→ **What is being asked**
Can you rewrite each of the entries below so that "star-shaped watermark" replaces every occurrence of "flower-shaped watermark", with everything else left as it is and the pictures omitted from your answer?

→ **Data provided**
━━━━━━━━

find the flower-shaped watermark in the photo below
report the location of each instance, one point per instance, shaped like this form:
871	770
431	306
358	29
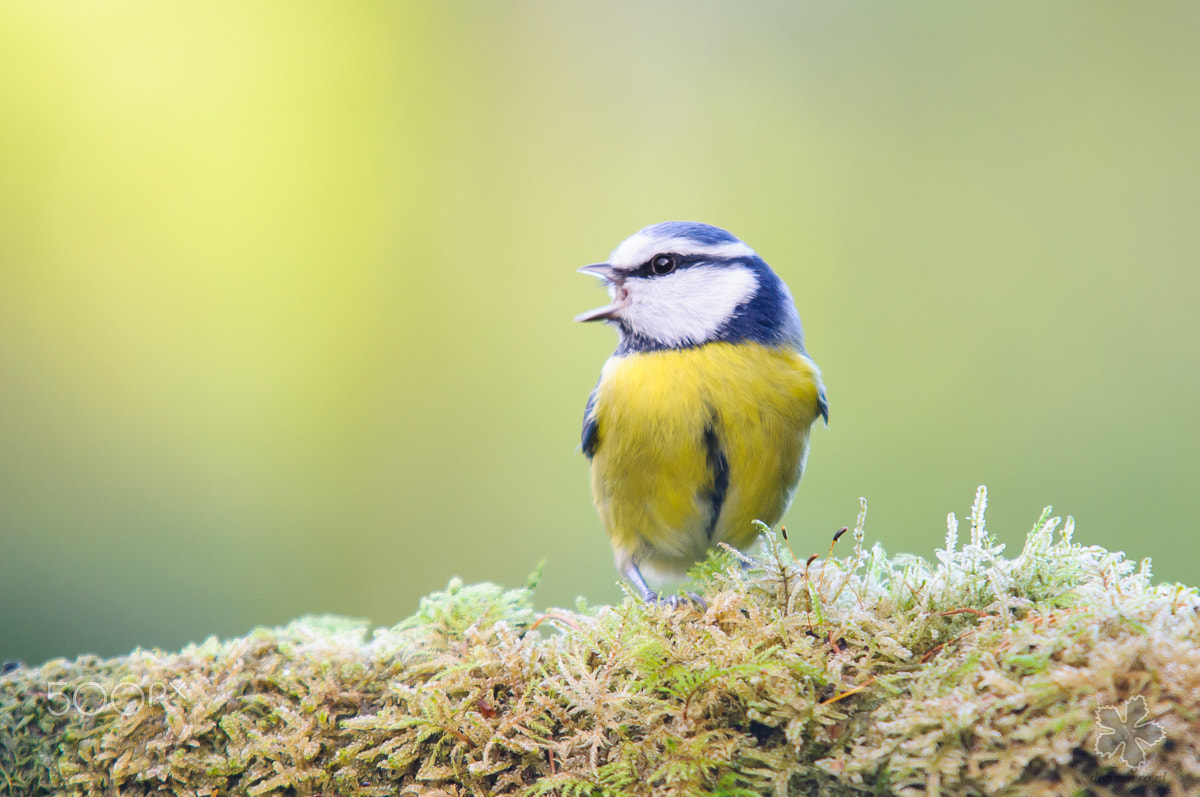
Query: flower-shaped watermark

━━━━━━━━

→ **The solution**
find the star-shaped watermark in the photo below
report the location of each instance, one point per instance, shaped like this form:
871	770
431	306
358	29
Query: star-shaped watermark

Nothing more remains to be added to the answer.